The financial meltdown the economists of the Austrian School predicted has arrived.

 

We are in this crisis because of an excess of artificially created credit at the hands of the Federal Reserve System. The solution being proposed? More artificial credit by the Federal Reserve. No liquidation of bad debt and malinvestment is to be allowed. By doing more of the same, we will only continue and intensify the distortions in our economy - all the capital misallocation, all the malinvestment - and prevent the market's attempt to re-establish rational pricing of houses and other assets.

 

Last night the president addressed the nation about the financial crisis. There is no point in going through his remarks line by line, since I'd only be repeating what I've been saying over and over - not just for the past several days, but for years and even decades.

 

Still, at least a few observations are necessary.

 

The president assures us that his administration "is working with Congress to address the root cause behind much of the instability in our markets." Care to take a guess at whether the Federal Reserve and its money creation spree were even mentioned?

....

- Instruction A:
Answer these questions using the text on the financial crisis:
(i) Which institution does the text name as the source of the excess of artificially created credit?
(ii) When did the president address the nation about the financial crisis?
(iii) What does the president say his administration is working with Congress to address?
- Instruction B:
From the text on the financial crisis, write out the part that opens with the words containing "The financial meltdown" and closes with "and even decades.".

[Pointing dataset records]
....

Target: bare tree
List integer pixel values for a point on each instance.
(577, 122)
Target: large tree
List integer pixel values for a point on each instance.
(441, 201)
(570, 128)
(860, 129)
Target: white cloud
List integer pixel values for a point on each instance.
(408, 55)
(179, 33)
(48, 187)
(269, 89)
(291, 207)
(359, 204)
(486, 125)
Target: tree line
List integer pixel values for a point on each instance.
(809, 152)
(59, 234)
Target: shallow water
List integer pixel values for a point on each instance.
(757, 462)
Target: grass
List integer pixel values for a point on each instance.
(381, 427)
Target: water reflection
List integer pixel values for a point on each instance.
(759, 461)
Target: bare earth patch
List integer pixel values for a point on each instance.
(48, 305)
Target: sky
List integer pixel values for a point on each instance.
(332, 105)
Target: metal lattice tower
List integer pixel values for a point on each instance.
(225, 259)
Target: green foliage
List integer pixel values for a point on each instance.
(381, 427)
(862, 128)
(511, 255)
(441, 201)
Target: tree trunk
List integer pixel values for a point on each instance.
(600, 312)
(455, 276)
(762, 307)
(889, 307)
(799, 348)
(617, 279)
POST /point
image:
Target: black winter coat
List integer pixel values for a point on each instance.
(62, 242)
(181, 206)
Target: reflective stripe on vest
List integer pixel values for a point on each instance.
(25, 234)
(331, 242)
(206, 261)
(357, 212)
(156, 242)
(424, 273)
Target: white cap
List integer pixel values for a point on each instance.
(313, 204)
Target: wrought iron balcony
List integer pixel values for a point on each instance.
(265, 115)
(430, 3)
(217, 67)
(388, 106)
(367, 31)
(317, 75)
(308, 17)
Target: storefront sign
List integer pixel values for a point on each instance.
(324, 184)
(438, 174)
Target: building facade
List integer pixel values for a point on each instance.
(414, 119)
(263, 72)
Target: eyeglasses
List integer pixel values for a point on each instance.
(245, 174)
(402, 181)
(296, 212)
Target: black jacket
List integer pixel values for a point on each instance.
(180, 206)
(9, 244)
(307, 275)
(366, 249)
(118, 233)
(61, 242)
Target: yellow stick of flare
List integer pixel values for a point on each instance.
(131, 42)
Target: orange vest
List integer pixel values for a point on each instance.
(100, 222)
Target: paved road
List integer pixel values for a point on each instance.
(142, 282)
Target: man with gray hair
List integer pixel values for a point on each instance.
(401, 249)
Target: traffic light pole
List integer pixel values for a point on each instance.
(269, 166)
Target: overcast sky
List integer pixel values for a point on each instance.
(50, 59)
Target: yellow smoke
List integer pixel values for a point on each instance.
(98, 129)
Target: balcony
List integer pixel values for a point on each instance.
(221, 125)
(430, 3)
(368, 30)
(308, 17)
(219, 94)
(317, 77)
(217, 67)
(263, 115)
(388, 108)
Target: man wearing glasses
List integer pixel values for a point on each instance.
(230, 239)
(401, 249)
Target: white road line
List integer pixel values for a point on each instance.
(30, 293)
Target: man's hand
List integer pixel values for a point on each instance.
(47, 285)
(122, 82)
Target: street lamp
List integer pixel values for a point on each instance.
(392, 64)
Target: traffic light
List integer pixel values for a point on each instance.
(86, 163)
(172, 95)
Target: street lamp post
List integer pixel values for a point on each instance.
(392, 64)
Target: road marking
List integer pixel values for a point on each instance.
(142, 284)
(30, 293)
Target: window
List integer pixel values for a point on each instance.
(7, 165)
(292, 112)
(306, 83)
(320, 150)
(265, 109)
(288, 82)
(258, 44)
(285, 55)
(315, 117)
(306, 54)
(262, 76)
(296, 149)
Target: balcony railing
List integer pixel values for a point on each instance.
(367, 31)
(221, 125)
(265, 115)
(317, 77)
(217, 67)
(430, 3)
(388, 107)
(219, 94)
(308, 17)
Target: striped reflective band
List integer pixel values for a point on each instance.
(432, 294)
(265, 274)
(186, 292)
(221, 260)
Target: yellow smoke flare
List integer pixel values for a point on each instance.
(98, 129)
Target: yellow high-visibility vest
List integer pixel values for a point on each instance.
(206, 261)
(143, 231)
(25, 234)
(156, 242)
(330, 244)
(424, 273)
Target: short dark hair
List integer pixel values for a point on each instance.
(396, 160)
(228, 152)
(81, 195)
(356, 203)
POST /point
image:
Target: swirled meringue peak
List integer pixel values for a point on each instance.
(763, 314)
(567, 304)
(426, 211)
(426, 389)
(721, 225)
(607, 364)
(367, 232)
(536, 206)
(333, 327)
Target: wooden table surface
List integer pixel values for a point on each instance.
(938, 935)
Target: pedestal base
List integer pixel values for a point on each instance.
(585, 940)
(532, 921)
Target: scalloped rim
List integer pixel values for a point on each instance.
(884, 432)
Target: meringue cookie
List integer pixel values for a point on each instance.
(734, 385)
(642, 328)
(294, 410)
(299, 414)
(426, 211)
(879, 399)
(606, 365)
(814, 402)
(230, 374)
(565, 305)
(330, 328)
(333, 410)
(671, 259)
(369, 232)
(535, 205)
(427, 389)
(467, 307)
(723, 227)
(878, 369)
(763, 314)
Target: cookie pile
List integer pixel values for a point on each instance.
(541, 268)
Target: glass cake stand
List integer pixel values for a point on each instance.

....

- Exercise answer A:
(i) The Federal Reserve System.
(ii) Last night.
(iii) The root cause behind much of the instability in the markets.

- Exercise answer B:
The financial meltdown the economists of the Austrian School predicted has arrived.

 

We are in this crisis because of an excess of artificially created credit at the hands of the Federal Reserve System. The solution being proposed? More artificial credit by the Federal Reserve. No liquidation of bad debt and malinvestment is to be allowed. By doing more of the same, we will only continue and intensify the distortions in our economy - all the capital misallocation, all the malinvestment - and prevent the market's attempt to re-establish rational pricing of houses and other assets.

 

Last night the president addressed the nation about the financial crisis. There is no point in going through his remarks line by line, since I'd only be repeating what I've been saying over and over - not just for the past several days, but for years and even decades.